Saved entries.
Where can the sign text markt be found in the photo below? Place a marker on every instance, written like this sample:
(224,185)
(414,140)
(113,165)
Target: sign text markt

Exercise instructions.
Exactly reproduce every line of the records.

Expected answer.
Where can the sign text markt be found in the photo below? Place a marker on every instance, written like this sample:
(224,185)
(414,140)
(113,165)
Target: sign text markt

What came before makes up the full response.